• The task
Please repeat these rows, swapping "instance" for "object" wherever it occurs and leaving everything else the same.

• Items
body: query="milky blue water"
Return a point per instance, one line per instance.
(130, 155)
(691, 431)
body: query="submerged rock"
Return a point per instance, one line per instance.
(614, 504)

• Reply to the exercise
body: query="milky blue water"
Return a point per object, one line per object.
(130, 155)
(691, 431)
body: query="submerged rock"
Return a point per object, one line per object.
(614, 504)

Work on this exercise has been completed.